TASK DATA »

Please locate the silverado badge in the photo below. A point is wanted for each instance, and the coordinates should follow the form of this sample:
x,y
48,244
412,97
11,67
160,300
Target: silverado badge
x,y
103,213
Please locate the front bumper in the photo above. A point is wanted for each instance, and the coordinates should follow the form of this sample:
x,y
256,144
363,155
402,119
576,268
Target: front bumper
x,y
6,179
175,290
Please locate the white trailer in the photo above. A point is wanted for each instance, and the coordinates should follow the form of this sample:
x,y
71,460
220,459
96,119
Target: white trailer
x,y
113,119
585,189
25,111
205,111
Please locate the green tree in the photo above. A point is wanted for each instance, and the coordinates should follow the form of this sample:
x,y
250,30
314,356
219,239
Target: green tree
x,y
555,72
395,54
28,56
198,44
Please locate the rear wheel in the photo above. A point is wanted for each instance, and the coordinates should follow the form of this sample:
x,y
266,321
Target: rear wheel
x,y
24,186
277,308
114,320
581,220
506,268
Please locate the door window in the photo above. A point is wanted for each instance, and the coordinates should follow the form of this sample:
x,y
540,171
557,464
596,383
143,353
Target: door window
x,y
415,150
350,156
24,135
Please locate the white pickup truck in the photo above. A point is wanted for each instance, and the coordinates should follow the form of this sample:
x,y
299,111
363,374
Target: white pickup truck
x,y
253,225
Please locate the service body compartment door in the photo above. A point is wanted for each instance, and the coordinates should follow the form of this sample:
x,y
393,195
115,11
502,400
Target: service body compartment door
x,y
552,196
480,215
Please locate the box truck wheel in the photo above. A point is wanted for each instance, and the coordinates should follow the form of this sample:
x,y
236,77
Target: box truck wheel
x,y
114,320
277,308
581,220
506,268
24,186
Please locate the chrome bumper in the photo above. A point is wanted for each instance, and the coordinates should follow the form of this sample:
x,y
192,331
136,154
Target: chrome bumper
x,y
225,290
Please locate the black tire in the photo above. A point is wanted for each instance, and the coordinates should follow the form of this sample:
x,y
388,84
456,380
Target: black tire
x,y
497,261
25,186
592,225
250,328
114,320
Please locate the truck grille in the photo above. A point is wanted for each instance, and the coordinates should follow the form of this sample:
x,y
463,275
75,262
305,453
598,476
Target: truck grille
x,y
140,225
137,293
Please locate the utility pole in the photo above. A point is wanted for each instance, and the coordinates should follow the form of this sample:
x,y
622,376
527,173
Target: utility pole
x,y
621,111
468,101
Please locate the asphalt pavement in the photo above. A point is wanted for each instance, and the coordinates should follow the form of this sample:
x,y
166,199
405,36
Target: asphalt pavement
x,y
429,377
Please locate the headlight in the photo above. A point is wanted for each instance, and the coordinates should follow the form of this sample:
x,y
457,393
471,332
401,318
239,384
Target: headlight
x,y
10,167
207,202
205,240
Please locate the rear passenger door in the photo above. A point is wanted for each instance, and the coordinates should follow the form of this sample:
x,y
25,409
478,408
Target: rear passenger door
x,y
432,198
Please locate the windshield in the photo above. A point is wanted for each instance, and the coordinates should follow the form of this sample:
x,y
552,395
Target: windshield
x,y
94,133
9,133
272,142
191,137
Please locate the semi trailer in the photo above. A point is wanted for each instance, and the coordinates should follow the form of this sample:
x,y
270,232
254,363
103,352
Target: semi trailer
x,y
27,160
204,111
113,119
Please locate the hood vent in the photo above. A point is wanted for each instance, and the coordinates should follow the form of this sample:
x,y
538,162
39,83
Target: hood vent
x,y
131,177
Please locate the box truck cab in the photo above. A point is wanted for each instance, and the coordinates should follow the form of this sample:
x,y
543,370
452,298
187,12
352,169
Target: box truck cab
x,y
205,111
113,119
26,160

WORK TO BE COMPLETED » Quote all the records exactly, please, leaving none out.

TASK RESPONSE »
Please locate the silverado badge in the photo below. A point is wanted for each instance, and the coordinates should follow the form of this sample:
x,y
48,244
412,97
11,67
160,300
Target: silverado badge
x,y
103,213
Please locate the front bumper in the photo above. A point is wanted for each instance, and the coordinates should follow the form of this sample:
x,y
256,144
363,155
402,119
576,268
Target: front bumper
x,y
6,179
175,290
Please locate the white trailer in the photo above. A point is wanted for each instance, and the coordinates should follow the form of this sample:
x,y
71,460
220,459
96,119
Target: white trailer
x,y
113,119
585,189
25,111
205,111
Please locate the green tree in the photo above. A point is wanted for each instance, and the coordinates should follow the form of this sample:
x,y
250,30
314,356
219,239
Target: green tree
x,y
555,72
395,54
28,56
198,44
Please locate the rear wheel in the photo above. A point is wanted for each instance, and the coordinates should follow the form of this sample:
x,y
266,321
Target: rear wheel
x,y
24,186
277,308
114,320
581,220
506,268
Please locate the door window in the photo above. A point is wanted for each instance, and the coordinates should follow the form of this sample:
x,y
540,171
557,464
596,383
143,353
Target: door window
x,y
415,150
350,156
24,135
Please locate the white pickup truck in the photo above. A point is wanted for each instance, and the coordinates should follow the form of this sample:
x,y
299,111
363,374
Target: white pickup truck
x,y
253,225
Please locate the service body compartment door in the photo above. A point is wanted for each instance, and the coordinates should follow the form of this sample:
x,y
393,195
115,11
502,400
Target: service body compartment door
x,y
552,196
480,215
Please locate the box truck wheel in the photo above. A point is wanted for each instance, and the coordinates should follow the form of this sample:
x,y
236,77
Target: box truck wheel
x,y
114,320
277,308
581,220
506,268
24,186
Please locate the chrome bumper in the photo above. A point is wanted for each instance, and the coordinates should follow the form of this sample:
x,y
192,331
136,154
Target: chrome bumper
x,y
225,290
Please locate the black tire in the photo above. A point is wanted for each instance, and the coordinates should follow the form of this sample:
x,y
388,84
456,380
Target: black tire
x,y
497,261
25,186
592,225
250,328
114,320
Please locate the truck grille in the photo above. A point is wanted for each instance, and the coordinates should follow the form of this sample:
x,y
463,275
75,262
305,453
598,476
Target: truck grille
x,y
140,225
137,293
Please locate the utility pole in the photo above. A point is wanted for each instance, and the coordinates should follow the form of this sample:
x,y
622,376
527,173
Target: utility pole
x,y
621,111
468,101
Please locate the asphalt pavement in the photo above. A point is wanted for each instance, and the coordinates should follow the form of this sample:
x,y
166,199
405,36
Target: asphalt pavement
x,y
429,377
Please locate the headlight in the photo above. A point is wanted for each instance, and the coordinates should follow the form of this sample:
x,y
457,393
471,332
401,318
239,384
Target: headlight
x,y
10,167
207,202
205,240
Please locate the rear passenger door in the photo above. A point is wanted for each instance, and the coordinates should follow the form of this sample:
x,y
25,409
478,408
Target: rear passenger door
x,y
432,198
Please locate the windshield in the photo above. A point is wanted for each instance, and the coordinates should follow the form of this sample:
x,y
552,395
Target: windshield
x,y
94,133
9,133
272,142
191,137
Please locate the semi trailer in the photo above. A point is wanted for each instance, and the coordinates should follow the form of this sample:
x,y
270,232
254,363
103,352
Target: semi trailer
x,y
27,160
204,111
113,119
Please locate the hood vent in the photo above. A point is wanted for each instance, and the coordinates should follow the form of this sample:
x,y
538,162
39,83
Target: hood vent
x,y
131,177
Please locate the box truck cab in the photo above. A point is wanted for each instance, and the coordinates should follow the form of this sample:
x,y
543,370
452,298
187,12
352,169
Target: box truck cab
x,y
205,111
113,119
26,160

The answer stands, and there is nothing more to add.